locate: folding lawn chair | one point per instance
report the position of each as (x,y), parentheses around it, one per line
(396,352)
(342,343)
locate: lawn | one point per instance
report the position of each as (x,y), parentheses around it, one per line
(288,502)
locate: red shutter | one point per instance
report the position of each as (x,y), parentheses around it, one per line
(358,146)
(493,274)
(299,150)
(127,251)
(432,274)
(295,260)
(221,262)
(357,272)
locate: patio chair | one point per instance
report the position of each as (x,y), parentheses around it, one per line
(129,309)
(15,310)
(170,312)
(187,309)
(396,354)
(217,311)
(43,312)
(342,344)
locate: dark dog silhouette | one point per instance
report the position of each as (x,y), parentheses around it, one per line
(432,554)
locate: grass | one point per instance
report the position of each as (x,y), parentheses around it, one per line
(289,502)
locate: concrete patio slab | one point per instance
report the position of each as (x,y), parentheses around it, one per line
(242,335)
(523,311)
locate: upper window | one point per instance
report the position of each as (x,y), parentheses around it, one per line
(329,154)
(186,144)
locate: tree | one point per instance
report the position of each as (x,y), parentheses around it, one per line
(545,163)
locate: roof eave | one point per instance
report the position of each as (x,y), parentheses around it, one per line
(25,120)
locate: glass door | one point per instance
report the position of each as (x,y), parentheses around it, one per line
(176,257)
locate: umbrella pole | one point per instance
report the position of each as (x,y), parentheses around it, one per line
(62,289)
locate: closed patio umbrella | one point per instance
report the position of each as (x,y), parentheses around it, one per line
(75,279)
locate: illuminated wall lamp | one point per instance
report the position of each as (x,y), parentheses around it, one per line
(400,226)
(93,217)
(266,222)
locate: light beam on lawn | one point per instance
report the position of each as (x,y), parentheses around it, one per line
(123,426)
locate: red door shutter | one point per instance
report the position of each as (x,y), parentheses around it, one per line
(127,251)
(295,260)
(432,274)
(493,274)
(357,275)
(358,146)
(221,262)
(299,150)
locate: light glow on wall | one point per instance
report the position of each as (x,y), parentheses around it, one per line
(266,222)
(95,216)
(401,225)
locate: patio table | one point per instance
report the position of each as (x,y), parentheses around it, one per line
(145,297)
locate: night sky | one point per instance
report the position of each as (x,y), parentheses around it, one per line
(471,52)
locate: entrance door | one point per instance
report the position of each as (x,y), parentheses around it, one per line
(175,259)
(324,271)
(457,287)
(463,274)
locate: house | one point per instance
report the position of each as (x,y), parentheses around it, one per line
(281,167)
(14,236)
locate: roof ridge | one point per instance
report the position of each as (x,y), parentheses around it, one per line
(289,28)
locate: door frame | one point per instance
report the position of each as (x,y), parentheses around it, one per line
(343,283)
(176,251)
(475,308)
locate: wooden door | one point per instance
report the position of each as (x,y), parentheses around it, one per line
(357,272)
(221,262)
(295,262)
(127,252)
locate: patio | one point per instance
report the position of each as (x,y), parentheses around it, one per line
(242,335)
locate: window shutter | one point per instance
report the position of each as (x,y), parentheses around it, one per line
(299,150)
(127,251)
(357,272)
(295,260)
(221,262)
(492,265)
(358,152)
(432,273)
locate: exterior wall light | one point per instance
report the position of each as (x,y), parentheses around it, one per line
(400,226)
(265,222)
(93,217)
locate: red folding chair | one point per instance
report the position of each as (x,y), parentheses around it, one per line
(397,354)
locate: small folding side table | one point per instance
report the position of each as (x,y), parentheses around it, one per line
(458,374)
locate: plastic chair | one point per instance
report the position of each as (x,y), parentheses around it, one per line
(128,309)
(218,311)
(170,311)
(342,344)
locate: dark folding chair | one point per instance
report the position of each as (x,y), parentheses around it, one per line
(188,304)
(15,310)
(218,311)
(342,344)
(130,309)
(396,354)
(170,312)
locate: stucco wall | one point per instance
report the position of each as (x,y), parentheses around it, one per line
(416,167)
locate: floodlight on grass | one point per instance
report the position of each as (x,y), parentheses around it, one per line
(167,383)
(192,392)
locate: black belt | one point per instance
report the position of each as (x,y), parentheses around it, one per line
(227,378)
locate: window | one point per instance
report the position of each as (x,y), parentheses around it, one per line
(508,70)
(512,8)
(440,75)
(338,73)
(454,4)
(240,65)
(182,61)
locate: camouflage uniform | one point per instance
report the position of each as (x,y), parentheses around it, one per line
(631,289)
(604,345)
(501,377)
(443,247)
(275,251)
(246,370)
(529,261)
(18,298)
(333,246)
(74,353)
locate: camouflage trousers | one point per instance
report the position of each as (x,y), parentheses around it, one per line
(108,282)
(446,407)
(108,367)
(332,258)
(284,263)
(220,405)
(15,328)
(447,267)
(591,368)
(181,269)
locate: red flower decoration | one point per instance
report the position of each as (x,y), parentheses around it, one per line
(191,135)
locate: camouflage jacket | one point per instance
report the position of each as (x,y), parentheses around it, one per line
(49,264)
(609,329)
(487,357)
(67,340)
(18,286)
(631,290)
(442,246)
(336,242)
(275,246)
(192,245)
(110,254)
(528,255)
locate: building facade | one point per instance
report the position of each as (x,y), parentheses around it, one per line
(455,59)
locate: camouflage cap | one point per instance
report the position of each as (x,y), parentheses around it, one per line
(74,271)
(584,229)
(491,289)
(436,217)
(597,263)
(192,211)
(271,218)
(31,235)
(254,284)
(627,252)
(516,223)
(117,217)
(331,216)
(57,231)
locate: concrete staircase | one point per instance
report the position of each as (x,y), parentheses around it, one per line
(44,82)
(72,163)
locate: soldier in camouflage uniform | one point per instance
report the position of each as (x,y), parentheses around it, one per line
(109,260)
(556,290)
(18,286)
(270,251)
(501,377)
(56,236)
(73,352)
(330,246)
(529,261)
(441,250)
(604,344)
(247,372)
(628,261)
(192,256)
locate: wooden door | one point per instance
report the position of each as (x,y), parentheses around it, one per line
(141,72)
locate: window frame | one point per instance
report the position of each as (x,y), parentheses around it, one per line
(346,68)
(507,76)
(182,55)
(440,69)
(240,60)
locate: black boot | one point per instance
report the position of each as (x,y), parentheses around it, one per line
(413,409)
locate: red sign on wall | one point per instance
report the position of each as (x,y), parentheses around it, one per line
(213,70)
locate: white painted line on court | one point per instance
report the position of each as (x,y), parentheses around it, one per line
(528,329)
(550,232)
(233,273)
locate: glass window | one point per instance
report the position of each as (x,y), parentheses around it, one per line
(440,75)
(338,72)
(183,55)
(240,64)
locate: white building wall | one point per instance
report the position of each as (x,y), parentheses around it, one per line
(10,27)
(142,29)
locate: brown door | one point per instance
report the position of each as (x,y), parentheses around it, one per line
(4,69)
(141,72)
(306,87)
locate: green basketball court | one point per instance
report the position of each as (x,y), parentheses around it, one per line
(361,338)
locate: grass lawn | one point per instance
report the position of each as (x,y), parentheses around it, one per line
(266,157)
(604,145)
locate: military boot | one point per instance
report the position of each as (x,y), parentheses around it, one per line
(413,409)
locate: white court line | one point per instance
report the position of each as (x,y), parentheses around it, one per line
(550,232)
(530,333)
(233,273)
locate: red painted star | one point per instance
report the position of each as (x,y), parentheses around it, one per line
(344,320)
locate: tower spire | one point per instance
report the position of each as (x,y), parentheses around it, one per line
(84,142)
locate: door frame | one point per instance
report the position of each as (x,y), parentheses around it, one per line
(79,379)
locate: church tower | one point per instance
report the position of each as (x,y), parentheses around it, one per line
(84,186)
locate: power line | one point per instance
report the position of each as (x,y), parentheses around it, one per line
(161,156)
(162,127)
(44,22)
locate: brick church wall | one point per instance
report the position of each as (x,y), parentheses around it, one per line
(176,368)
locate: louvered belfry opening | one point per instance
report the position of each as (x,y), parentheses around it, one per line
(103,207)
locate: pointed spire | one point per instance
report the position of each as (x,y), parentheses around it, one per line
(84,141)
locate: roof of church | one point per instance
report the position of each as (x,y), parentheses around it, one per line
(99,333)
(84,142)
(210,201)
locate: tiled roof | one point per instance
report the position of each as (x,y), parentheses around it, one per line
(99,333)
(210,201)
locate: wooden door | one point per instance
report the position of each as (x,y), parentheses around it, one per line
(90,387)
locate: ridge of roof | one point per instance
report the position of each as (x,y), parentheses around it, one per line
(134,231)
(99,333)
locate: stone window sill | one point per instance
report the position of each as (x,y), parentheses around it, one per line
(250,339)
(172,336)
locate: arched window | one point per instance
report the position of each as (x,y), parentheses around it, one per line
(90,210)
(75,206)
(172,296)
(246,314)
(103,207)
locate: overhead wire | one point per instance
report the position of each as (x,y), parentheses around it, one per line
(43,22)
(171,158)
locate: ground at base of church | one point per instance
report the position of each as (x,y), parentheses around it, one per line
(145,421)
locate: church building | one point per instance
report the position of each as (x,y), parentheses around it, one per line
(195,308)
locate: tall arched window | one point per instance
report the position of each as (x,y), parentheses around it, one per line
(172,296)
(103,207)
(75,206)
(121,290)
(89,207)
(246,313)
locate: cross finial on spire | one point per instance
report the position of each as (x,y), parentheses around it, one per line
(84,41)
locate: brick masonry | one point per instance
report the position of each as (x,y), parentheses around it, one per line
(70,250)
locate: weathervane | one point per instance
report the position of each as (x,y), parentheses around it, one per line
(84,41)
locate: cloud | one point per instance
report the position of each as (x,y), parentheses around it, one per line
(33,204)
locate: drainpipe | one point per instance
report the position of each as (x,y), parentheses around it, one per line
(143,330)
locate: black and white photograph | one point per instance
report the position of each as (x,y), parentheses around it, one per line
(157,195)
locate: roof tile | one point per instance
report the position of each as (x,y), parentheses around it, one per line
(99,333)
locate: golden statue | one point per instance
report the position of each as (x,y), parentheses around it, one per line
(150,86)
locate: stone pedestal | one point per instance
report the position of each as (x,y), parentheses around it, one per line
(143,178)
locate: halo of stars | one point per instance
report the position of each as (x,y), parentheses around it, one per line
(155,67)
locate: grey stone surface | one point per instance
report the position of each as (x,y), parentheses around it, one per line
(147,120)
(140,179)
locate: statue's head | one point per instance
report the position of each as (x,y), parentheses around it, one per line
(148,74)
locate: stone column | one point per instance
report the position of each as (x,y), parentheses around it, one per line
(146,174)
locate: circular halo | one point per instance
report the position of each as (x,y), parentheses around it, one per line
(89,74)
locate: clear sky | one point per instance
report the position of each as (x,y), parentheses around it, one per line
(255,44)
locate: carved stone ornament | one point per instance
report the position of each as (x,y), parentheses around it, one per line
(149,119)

◆ Stated problem ◆
Please revise the entries starting at the line that contains "locate: stone column | one point per instance" and ending at the last line of the entries, replacing "one per line" with "each on a separate line" throughout. Reproduce only those lines, with everything else unchanged.

◆ Solution ◆
locate: stone column | one point per instance
report the position of each as (x,y), parentheses around it, each on a separate line
(146,174)
locate: circular halo | one point per instance
report the position of each as (x,y), parentheses around it, each on a separate line
(89,74)
locate: clear sky | one point per instance
report the position of each as (x,y), parentheses around it, each on a separate line
(255,44)
locate: carved stone ornament | one point per instance
report the position of each as (x,y), parentheses around it, each on a separate line
(149,119)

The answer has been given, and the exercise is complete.